**** KUTIPAN SUMBER ****
Sepakbola Indonesia dan Masalah, PSSI Dosa Apa?

Rusuh di Lamongan
Sumber :
  • Rahmad Noto (Surabaya)/ VIVA

VIVA – Entah apa dosa yang selama ini dilakukan pelaku pelaku sepak bola Tanah Air. Bak sebuah karma, masalah tak pernah hentinya menyelimuti sepakbola Negeri ini.

Pandangan mata lebih sering melihat hal-hal yang dominan negatif. Prestasi Tim Nasional menurun, jadwal pertandingan yang sering ditunda, hingga kerusuhan suporter menjadi sajian utama di halaman depan sepakbola Indonesia dalam beberapa waktu belakangan ini.

Belum tuntas polemik penundaan jadwal leg 2 Piala Indonesia antara PSM Makassar kontra Persija Jakarta, muncul sepenggal kisah tentang pertandingan yang berdurasi tidak wajar.
****
Sebutkan semua hal negatif yang menurut berita sepak bola Indonesia di atas menjadi sajian utama di halaman depan sepak bola Indonesia belakangan ini.
**** BARIS DATA ****
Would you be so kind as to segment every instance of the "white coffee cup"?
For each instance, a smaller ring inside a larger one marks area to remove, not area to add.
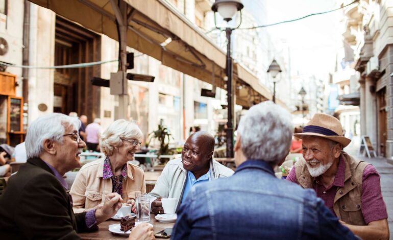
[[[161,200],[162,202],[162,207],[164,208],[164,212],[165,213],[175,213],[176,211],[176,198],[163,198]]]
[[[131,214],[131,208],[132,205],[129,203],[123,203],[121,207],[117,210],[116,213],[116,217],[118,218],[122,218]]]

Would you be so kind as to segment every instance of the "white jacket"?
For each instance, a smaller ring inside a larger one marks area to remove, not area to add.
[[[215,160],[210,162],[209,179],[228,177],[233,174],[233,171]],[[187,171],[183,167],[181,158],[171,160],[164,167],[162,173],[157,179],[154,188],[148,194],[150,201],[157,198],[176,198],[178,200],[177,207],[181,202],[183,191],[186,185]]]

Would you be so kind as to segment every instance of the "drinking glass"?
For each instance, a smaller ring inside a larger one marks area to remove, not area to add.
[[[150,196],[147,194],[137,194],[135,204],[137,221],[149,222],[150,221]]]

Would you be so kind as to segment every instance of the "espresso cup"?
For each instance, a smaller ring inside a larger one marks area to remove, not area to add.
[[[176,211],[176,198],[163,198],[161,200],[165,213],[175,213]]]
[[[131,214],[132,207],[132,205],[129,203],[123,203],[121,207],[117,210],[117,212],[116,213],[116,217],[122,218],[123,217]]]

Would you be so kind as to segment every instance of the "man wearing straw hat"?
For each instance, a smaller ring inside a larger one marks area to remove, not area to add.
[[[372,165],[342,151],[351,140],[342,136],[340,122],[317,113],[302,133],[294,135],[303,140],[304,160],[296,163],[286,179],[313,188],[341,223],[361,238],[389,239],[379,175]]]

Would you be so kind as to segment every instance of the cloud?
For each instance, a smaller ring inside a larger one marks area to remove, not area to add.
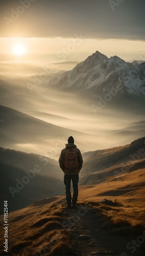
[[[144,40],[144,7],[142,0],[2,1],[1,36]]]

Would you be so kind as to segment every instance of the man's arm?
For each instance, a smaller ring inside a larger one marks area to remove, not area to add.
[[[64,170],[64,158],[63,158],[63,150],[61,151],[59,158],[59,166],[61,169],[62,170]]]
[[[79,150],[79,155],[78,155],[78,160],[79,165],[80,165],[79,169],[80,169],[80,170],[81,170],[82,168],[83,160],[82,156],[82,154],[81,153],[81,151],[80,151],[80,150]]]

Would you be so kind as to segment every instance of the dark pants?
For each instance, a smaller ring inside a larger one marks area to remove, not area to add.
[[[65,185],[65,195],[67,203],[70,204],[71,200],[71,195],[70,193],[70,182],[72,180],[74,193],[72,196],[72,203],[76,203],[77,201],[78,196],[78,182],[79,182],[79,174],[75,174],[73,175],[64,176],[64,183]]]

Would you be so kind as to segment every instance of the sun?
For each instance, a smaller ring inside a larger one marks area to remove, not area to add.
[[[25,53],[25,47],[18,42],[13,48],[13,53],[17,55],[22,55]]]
****
**** BARIS DATA ****
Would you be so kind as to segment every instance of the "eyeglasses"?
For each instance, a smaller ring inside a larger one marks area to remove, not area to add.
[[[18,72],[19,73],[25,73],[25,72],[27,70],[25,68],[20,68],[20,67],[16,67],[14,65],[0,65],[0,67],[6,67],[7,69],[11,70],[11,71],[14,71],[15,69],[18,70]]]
****
- TUGAS SELESAI -
- Prestasi Tim Nasional menurun
- Jadwal pertandingan yang sering ditunda
- Kerusuhan suporter